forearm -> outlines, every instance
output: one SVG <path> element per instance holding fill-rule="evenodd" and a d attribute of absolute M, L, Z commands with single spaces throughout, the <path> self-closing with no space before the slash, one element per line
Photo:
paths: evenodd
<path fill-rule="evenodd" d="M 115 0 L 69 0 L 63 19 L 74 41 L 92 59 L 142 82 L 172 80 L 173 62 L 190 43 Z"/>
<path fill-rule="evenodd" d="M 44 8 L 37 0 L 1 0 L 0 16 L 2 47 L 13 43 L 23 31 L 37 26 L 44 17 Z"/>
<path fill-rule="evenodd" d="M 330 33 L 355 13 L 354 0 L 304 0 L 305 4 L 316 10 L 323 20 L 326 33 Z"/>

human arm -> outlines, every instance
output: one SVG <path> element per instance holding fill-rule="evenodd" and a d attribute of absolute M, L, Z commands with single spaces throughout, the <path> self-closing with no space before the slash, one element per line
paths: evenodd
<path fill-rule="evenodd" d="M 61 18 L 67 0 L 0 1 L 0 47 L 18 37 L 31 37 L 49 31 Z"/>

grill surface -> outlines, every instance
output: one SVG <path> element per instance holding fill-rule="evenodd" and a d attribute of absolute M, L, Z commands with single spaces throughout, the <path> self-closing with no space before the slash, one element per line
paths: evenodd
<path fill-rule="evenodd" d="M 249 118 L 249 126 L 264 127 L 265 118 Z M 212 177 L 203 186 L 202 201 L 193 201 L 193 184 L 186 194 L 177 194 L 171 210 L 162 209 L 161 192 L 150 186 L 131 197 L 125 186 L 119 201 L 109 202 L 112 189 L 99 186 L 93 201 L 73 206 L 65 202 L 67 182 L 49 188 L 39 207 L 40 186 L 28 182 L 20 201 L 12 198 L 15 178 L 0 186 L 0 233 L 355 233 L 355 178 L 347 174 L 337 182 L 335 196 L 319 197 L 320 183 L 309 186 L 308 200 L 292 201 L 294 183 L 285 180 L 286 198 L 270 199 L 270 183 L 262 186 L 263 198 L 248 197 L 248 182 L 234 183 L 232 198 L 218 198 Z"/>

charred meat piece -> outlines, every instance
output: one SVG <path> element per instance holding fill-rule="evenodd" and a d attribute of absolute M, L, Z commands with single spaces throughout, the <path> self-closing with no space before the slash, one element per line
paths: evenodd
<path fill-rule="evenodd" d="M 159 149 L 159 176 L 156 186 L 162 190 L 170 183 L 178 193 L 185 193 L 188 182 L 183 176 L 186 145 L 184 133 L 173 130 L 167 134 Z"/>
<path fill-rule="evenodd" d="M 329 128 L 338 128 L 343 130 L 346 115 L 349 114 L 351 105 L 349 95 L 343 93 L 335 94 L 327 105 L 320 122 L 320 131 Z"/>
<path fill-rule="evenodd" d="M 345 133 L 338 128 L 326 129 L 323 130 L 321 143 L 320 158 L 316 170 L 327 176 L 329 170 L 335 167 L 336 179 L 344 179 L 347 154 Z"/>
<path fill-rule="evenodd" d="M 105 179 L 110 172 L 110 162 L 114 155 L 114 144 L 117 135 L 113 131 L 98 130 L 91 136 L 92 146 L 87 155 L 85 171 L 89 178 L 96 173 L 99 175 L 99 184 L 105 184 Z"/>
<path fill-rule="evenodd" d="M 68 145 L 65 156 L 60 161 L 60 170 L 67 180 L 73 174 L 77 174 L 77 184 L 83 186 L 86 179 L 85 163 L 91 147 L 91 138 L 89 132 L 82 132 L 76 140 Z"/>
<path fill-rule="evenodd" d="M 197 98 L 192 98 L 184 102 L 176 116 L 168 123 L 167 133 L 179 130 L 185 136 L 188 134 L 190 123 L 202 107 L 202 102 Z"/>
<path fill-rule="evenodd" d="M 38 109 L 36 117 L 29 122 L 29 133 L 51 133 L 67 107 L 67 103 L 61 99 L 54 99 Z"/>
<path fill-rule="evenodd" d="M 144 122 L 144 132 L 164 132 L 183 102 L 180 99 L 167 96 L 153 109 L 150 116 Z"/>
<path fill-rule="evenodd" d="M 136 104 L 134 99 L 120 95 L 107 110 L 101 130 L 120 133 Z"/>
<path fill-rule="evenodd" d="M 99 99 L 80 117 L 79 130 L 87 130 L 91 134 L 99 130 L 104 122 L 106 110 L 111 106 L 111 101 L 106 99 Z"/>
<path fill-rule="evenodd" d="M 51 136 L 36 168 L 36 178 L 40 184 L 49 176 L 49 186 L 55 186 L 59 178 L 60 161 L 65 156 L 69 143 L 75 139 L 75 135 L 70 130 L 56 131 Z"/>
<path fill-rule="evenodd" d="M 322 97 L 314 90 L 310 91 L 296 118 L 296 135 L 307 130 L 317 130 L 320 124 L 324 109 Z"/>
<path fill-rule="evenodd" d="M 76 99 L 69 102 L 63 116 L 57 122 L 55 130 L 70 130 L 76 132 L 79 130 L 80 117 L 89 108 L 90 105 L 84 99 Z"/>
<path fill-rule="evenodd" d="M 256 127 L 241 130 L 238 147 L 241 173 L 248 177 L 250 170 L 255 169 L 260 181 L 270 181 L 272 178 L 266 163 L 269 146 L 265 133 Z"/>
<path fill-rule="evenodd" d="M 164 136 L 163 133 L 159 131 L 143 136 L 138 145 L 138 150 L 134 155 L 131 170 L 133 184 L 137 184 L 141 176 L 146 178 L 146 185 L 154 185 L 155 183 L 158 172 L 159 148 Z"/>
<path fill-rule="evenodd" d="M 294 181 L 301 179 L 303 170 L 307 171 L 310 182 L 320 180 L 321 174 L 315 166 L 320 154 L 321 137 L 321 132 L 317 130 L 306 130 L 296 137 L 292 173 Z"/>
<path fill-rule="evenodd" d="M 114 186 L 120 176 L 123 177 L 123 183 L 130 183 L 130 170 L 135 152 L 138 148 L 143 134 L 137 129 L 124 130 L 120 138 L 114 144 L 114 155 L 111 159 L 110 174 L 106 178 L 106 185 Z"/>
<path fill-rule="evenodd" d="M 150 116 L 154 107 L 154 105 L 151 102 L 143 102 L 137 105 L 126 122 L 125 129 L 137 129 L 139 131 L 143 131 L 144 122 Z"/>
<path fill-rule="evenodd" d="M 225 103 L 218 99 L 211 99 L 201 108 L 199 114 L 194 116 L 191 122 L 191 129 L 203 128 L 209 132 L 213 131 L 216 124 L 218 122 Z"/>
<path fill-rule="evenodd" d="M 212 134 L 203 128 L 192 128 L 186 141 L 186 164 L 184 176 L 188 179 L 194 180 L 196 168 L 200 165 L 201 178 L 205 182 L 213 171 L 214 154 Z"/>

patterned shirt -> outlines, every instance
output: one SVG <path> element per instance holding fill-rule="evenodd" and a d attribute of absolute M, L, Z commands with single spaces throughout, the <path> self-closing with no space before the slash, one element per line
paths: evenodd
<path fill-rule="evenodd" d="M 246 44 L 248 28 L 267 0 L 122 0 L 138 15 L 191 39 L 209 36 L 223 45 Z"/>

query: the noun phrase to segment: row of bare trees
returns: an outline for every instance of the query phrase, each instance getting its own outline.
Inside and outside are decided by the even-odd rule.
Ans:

***

Copy out all of the data above line for line, with no change to any character.

forearm -> outlines, every instance
output: one SVG <path> element per instance holding fill-rule="evenodd" and a d attribute of absolute M, L, Z commands with single spaces throughout, the <path> self-closing with no space before the slash, one element per line
Photo:
paths: evenodd
<path fill-rule="evenodd" d="M 115 0 L 69 0 L 63 19 L 74 41 L 92 59 L 142 82 L 172 80 L 173 62 L 190 43 Z"/>
<path fill-rule="evenodd" d="M 44 8 L 37 0 L 1 0 L 0 16 L 2 47 L 13 43 L 23 31 L 37 26 L 44 17 Z"/>
<path fill-rule="evenodd" d="M 330 33 L 355 13 L 354 0 L 304 0 L 305 4 L 316 10 L 323 20 L 326 33 Z"/>

human arm -> outlines, every instance
output: one SVG <path> element per instance holding fill-rule="evenodd" and a d attribute of absolute M, L, Z commands with single spaces throughout, the <path> self-closing with no space before the slash, one element per line
paths: evenodd
<path fill-rule="evenodd" d="M 61 18 L 67 0 L 0 1 L 0 47 L 18 37 L 31 37 L 49 31 Z"/>

grill surface -> outlines, every instance
output: one SVG <path> element per instance holding fill-rule="evenodd" and a d attribute of absolute M, L, Z commands with single spaces throughout, the <path> self-closing with no space before the slash, one element per line
paths: evenodd
<path fill-rule="evenodd" d="M 249 118 L 249 126 L 264 127 L 265 118 Z M 212 177 L 203 186 L 202 201 L 193 201 L 193 184 L 186 194 L 177 194 L 171 210 L 162 209 L 161 192 L 150 186 L 131 197 L 125 186 L 119 201 L 109 202 L 112 189 L 99 186 L 93 201 L 73 206 L 65 202 L 67 182 L 49 188 L 39 207 L 40 186 L 28 182 L 20 201 L 12 198 L 15 178 L 0 186 L 0 233 L 355 233 L 355 178 L 347 174 L 337 182 L 335 196 L 319 197 L 320 183 L 309 186 L 308 200 L 292 201 L 294 183 L 285 180 L 286 198 L 270 199 L 270 183 L 262 186 L 263 198 L 248 197 L 248 182 L 234 183 L 232 198 L 218 198 Z"/>

charred meat piece -> outlines, every instance
output: one SVG <path> element per instance holding fill-rule="evenodd" and a d attribute of absolute M, L, Z commands with single spaces throughout, the <path> self-closing with no space before the slash, one element per line
paths: evenodd
<path fill-rule="evenodd" d="M 159 149 L 159 176 L 156 186 L 162 190 L 170 183 L 178 193 L 185 193 L 188 182 L 183 176 L 186 145 L 184 133 L 173 130 L 167 134 Z"/>
<path fill-rule="evenodd" d="M 329 128 L 338 128 L 343 130 L 346 115 L 349 114 L 351 105 L 349 95 L 343 93 L 335 94 L 327 105 L 320 122 L 320 131 Z"/>
<path fill-rule="evenodd" d="M 345 133 L 338 128 L 326 129 L 323 130 L 321 143 L 320 158 L 316 170 L 327 176 L 329 170 L 335 167 L 336 179 L 344 179 L 347 154 Z"/>
<path fill-rule="evenodd" d="M 105 179 L 110 172 L 110 162 L 114 155 L 114 144 L 117 135 L 113 131 L 98 130 L 91 136 L 92 146 L 87 155 L 85 171 L 89 178 L 96 173 L 99 175 L 99 184 L 105 184 Z"/>
<path fill-rule="evenodd" d="M 68 145 L 65 156 L 60 161 L 60 170 L 67 180 L 73 174 L 77 174 L 77 184 L 83 186 L 86 179 L 85 163 L 91 147 L 91 138 L 89 132 L 82 132 L 76 140 Z"/>
<path fill-rule="evenodd" d="M 197 98 L 192 98 L 184 102 L 176 116 L 168 123 L 167 133 L 179 130 L 185 136 L 188 134 L 190 123 L 202 107 L 202 102 Z"/>
<path fill-rule="evenodd" d="M 38 109 L 36 117 L 29 122 L 29 133 L 51 133 L 67 107 L 67 103 L 61 99 L 54 99 Z"/>
<path fill-rule="evenodd" d="M 144 122 L 144 132 L 164 132 L 183 102 L 180 99 L 167 96 L 153 109 L 150 116 Z"/>
<path fill-rule="evenodd" d="M 136 104 L 134 99 L 120 95 L 107 110 L 101 130 L 120 133 Z"/>
<path fill-rule="evenodd" d="M 99 99 L 80 117 L 79 130 L 87 130 L 91 134 L 99 130 L 104 122 L 106 110 L 111 106 L 111 101 L 106 99 Z"/>
<path fill-rule="evenodd" d="M 51 136 L 36 168 L 36 178 L 40 184 L 49 176 L 49 186 L 55 186 L 59 178 L 60 161 L 65 156 L 69 143 L 75 139 L 75 135 L 70 130 L 56 131 Z"/>
<path fill-rule="evenodd" d="M 322 97 L 314 90 L 310 91 L 296 118 L 296 135 L 307 130 L 317 130 L 320 124 L 324 109 Z"/>
<path fill-rule="evenodd" d="M 76 99 L 69 102 L 63 116 L 57 122 L 55 130 L 70 130 L 76 132 L 79 130 L 80 117 L 89 108 L 90 105 L 84 99 Z"/>
<path fill-rule="evenodd" d="M 256 127 L 241 130 L 238 147 L 241 173 L 248 177 L 250 170 L 255 169 L 260 181 L 270 181 L 272 178 L 266 163 L 269 146 L 265 133 Z"/>
<path fill-rule="evenodd" d="M 164 136 L 163 133 L 159 131 L 143 136 L 138 145 L 138 150 L 134 155 L 131 170 L 133 184 L 137 184 L 141 176 L 146 178 L 146 185 L 154 185 L 155 183 L 158 172 L 159 148 Z"/>
<path fill-rule="evenodd" d="M 294 181 L 301 179 L 303 170 L 307 171 L 310 182 L 320 180 L 321 174 L 315 166 L 320 154 L 321 137 L 321 132 L 317 130 L 306 130 L 296 137 L 292 173 Z"/>
<path fill-rule="evenodd" d="M 114 186 L 120 176 L 123 177 L 123 183 L 130 183 L 130 170 L 135 152 L 138 148 L 143 134 L 137 129 L 124 130 L 120 138 L 114 144 L 114 155 L 111 159 L 110 174 L 106 178 L 106 185 Z"/>
<path fill-rule="evenodd" d="M 150 116 L 154 107 L 154 105 L 151 102 L 143 102 L 137 105 L 126 122 L 125 129 L 137 129 L 139 131 L 143 131 L 144 122 Z"/>
<path fill-rule="evenodd" d="M 225 103 L 218 99 L 211 99 L 201 108 L 199 114 L 194 116 L 191 122 L 191 129 L 203 128 L 209 132 L 213 131 L 216 124 L 218 122 Z"/>
<path fill-rule="evenodd" d="M 212 134 L 203 128 L 192 128 L 186 141 L 186 164 L 184 176 L 188 179 L 194 180 L 196 168 L 200 165 L 201 178 L 205 182 L 213 171 L 214 154 Z"/>

patterned shirt -> outlines, every instance
output: one SVG <path> element per instance holding fill-rule="evenodd" and a d attribute of absolute M, L, Z commands with single spaces throughout, the <path> self-closing with no space before the slash, one element per line
paths: evenodd
<path fill-rule="evenodd" d="M 246 44 L 248 28 L 267 0 L 122 0 L 138 15 L 191 39 L 209 36 L 223 45 Z"/>

query: the noun phrase to segment: row of bare trees
returns: an outline for every instance of the query phrase, each instance getting its own outline.
Inside and outside are decided by the even-odd rule.
Ans:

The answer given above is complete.